─── GIVEN PASSAGE ───

Animals wipe their butts as well. With their tongue. That is why they periodically clean their buttholes with their tongue. They are wiping.
But probably yes, between whatever they did for cleaning they likely just had dirty asses. Just like people tended to be much dirtier in the past as well, and improperly cleaned.
A greater need for that comes with upright posture, other animals don’t have their exit chute buried in butt cheeks which are prone to catching and smearing feces.
That said, we’re not the ONLY ones. There are plenty of species that have intermittent issues with poop clinging to fur, skin, scales or feathers and causing problems. Ever seen a dog drag it’s bottom on the ground or licking itself? Same idea happens in nature as well.
Both of those said: diet and body hair also plays into this. We have nothing like the diet of our ancestors. Even among people today some people have relatively little trouble while others are posting that Parks and Rec meme about the marker.
Our ancestors cleaned with what was available. Leaves, water, sand, a hand if they had to. No one likes diaper rash in any time period.
I don’t really know, but you know those blissful shits where you don’t even have to wipe? they probably shat like that normally, they ate a LOT of vegetables and fibers (at least in Ethiopia, where humans are from, western African diets comprise a lot of starches and carbohydrate-rich foods too) and some meat too, also fruit/berries.

───

# BRIEF
Print the full discussion above on how people and animals keep clean after defecating, with every word unchanged.

─── SUPPLIED MATERIAL ───

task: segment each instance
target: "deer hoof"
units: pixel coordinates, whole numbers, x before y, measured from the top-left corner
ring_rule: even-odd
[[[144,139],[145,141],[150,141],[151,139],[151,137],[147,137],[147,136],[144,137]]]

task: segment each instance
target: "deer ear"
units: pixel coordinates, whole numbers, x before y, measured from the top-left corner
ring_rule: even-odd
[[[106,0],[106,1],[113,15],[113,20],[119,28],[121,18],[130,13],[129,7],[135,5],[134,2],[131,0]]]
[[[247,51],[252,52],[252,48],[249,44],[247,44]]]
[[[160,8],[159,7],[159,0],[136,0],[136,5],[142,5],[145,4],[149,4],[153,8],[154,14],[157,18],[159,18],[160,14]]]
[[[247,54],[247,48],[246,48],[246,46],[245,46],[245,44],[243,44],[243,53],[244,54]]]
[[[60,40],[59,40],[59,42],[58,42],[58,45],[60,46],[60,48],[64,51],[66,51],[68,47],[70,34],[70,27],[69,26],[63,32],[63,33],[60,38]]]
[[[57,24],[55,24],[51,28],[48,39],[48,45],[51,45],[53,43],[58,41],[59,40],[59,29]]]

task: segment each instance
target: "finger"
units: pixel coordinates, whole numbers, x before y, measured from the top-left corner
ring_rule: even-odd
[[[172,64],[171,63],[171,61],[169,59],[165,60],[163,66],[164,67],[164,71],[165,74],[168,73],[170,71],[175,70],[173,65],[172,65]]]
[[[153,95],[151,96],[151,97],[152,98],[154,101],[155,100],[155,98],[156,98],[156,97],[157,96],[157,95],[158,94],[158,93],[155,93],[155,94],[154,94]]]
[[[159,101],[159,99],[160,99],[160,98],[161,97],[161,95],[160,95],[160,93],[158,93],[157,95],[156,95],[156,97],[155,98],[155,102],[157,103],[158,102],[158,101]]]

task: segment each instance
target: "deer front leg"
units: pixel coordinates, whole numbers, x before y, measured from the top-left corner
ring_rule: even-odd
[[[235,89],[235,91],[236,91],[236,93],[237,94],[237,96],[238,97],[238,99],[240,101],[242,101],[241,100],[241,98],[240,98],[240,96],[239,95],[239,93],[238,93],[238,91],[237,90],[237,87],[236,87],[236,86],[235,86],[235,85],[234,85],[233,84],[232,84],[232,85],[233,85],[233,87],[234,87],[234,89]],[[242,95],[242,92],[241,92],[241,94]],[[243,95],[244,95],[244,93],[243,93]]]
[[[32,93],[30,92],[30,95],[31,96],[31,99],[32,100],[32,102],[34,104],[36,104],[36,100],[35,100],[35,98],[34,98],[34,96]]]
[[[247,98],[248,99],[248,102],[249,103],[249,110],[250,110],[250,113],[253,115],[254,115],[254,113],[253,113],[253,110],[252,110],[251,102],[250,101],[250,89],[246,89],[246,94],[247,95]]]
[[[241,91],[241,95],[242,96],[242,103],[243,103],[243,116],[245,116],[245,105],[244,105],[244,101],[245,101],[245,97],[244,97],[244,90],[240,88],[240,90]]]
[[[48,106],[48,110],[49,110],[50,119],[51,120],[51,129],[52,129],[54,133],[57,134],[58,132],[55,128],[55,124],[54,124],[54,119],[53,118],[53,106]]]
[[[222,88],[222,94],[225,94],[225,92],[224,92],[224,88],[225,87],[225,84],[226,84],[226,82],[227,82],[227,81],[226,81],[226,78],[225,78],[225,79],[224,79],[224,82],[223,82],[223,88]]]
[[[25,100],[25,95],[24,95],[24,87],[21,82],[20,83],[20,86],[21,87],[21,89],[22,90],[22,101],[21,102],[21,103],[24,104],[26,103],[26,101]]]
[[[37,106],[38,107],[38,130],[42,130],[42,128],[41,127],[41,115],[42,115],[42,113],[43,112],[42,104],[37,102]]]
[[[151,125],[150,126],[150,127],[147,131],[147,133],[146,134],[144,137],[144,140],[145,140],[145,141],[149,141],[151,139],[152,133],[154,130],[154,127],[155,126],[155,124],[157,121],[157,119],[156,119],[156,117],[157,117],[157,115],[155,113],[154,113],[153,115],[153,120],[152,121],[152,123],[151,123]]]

───

# RESULT FOR THIS TASK
Animals wipe their butts as well. With their tongue. That is why they periodically clean their buttholes with their tongue. They are wiping.
But probably yes, between whatever they did for cleaning they likely just had dirty asses. Just like people tended to be much dirtier in the past as well, and improperly cleaned.
A greater need for that comes with upright posture, other animals don’t have their exit chute buried in butt cheeks which are prone to catching and smearing feces.
That said, we’re not the ONLY ones. There are plenty of species that have intermittent issues with poop clinging to fur, skin, scales or feathers and causing problems. Ever seen a dog drag it’s bottom on the ground or licking itself? Same idea happens in nature as well.
Both of those said: diet and body hair also plays into this. We have nothing like the diet of our ancestors. Even among people today some people have relatively little trouble while others are posting that Parks and Rec meme about the marker.
Our ancestors cleaned with what was available. Leaves, water, sand, a hand if they had to. No one likes diaper rash in any time period.
I don’t really know, but you know those blissful shits where you don’t even have to wipe? they probably shat like that normally, they ate a LOT of vegetables and fibers (at least in Ethiopia, where humans are from, western African diets comprise a lot of starches and carbohydrate-rich foods too) and some meat too, also fruit/berries.